_Task description_
Could you write out, word for word, only the lines from the one containing "Task: locate the vulture in" through the last line of the data below?

* * * * *

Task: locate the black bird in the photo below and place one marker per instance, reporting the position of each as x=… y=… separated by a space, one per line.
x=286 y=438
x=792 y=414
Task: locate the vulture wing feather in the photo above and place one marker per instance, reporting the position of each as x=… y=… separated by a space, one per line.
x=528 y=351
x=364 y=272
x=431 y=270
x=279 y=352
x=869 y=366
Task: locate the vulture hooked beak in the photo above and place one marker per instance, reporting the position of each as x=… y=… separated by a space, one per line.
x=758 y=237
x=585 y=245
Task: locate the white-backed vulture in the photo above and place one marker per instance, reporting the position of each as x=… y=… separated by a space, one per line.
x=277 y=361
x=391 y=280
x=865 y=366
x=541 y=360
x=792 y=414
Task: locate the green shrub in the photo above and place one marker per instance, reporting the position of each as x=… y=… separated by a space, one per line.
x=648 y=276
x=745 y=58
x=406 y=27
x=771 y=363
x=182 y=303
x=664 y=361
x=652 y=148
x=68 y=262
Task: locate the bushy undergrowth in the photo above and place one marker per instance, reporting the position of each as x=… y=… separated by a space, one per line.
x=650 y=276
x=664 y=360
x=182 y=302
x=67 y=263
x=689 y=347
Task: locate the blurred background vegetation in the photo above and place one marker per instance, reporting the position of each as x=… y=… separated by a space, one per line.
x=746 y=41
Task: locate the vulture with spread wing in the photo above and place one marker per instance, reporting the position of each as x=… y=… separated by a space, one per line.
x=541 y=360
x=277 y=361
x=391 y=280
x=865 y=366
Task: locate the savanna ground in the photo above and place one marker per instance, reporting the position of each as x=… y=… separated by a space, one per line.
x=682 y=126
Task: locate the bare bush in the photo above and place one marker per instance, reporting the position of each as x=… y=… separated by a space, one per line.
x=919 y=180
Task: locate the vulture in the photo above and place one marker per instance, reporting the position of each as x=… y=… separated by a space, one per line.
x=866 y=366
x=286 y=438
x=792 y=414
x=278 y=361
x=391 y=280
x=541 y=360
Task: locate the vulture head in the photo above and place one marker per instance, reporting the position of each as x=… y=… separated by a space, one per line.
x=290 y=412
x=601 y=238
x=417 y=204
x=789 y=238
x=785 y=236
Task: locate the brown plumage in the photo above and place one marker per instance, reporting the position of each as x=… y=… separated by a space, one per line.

* * * * *

_Response_
Task: locate the vulture in the photo above and place one marker per instance, reporting the position of each as x=… y=… separated by a space, one per line.
x=866 y=366
x=286 y=438
x=792 y=414
x=278 y=361
x=391 y=280
x=541 y=360
Task: locate the vulture head in the photo above and place one marker per instance, reporting the position of each as x=… y=… separated by a space, one per line.
x=290 y=412
x=601 y=238
x=417 y=204
x=789 y=238
x=785 y=236
Task: locate the brown plumage in the photo above and place one marker per instance, reporting the position of each as x=… y=… separated by a space, one per line.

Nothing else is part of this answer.